::: Page excerpt

A Digest of the Week’s Exclusives
4 May: The suicide terror attack at the Blues cafe Mike’s Place near the US Embassy in Tel Aviv last Wednesday, April 30, was made possible by grave security lapses – British and Israeli.
British security and intelligence services have paid in the past – and will continue to pay long and dear – for their government’s policy of giving extremist Muslims free rein in the country, a policy dating back to the 1950s. When Washington pointed to the dangers posed by this policy, London explained that their presence facilitated the penetration by the British services of extremist groups and enabled them to nip terrorist outbreaks in the bud.
In the last two years, since British Muslim fundamentalists began joining al Qaeda this “intelligence” argument lost its credibility. It is no coincidence that at least three of the most vicious terrorist attacks in the last two years were perpetrated by radical Muslims who worshiped, studied and joined activities centering on the Finsbury Park mosque. Britain’s security service knew about the pair of British bombers who later attacked Mike’s Place and their links with Islamic extremists but did not place them under surveillance. According to London’s “intelligence” argument, British security on the spot should have been able to uncover the plans afoot there and acted to prevent them. That this did not happen lays Britain – and not just Israel – open to the threat of terror.
Some US terror experts suggest that they have turned the tables on British intelligence. Instead of accessing the militant groups, MI5 and MI6 have themselves been penetrated.
Because of this suspicion, the Americans denied the British any real military or intelligence role in the Afghan War. Today, they take into account that the British government has not abandoned its indulgent asylum policy and favors a pro-Arab stance in the Middle East – even after the Iraq War and even after three British terrorists linked to al Qaeda gained logistical support and a Palestinian jumping off or training base in the Gaza Strip in the last two years. There, in 2001, the “shoe bomber” was instructed in the craft of blowing up airliners and in April 2003, Hanif and Khan followed in his explosive footsteps. Palestinian security would scarcely have missed the two British terrorists’ arrival. At best, their plans were known: at worst, the local Palestinian services extended the two British terrorists a helping hand for preparing their operation and moving in and out of Israel. In any case, Fatah and Hamas publicized their role n what was clearly a combined operation.

::::::
::: Data for review

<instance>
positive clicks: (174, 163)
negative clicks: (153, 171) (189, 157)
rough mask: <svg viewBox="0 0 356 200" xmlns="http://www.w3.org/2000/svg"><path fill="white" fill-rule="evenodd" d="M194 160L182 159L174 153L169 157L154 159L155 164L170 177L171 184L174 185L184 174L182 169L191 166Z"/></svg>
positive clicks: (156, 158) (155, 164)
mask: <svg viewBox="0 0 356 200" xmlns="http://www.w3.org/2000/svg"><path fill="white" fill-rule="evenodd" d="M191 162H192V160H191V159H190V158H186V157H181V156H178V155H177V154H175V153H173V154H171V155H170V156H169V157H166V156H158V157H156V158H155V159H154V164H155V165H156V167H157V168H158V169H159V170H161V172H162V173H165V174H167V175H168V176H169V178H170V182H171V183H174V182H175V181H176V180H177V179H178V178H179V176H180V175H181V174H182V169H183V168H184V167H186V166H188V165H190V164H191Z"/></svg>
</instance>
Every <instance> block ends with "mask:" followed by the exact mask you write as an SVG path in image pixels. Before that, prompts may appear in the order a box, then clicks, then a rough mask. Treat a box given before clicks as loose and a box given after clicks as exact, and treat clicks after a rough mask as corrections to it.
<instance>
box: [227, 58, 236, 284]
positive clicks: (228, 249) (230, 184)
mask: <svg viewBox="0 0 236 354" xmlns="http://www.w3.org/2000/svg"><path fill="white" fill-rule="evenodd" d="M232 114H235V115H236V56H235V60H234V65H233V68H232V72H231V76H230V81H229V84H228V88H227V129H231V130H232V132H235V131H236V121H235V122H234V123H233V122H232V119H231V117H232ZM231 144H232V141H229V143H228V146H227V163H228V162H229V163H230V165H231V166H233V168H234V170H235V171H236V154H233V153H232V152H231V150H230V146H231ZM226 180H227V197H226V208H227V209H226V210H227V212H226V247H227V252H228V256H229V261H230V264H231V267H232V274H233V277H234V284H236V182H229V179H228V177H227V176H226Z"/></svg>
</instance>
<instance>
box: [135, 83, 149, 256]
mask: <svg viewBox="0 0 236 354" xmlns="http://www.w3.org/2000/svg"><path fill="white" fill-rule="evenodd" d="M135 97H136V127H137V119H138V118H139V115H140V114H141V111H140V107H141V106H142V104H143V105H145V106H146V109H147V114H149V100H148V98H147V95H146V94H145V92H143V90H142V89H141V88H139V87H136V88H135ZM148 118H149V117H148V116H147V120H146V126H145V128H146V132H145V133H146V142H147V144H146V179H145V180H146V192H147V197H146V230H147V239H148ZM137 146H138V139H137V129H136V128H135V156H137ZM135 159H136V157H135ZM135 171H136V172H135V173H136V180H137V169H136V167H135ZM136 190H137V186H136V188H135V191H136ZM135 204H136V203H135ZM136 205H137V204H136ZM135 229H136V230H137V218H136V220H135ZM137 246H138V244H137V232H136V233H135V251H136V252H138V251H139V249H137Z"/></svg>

::::::

- _Task_: Please reproduce the digest on the Mike's Place attack word for word, beginning at the words "Some US terror" and stopping after the words "themselves been penetrated.".

- _Answer box_:
Some US terror experts suggest that they have turned the tables on British intelligence. Instead of accessing the militant groups, MI5 and MI6 have themselves been penetrated.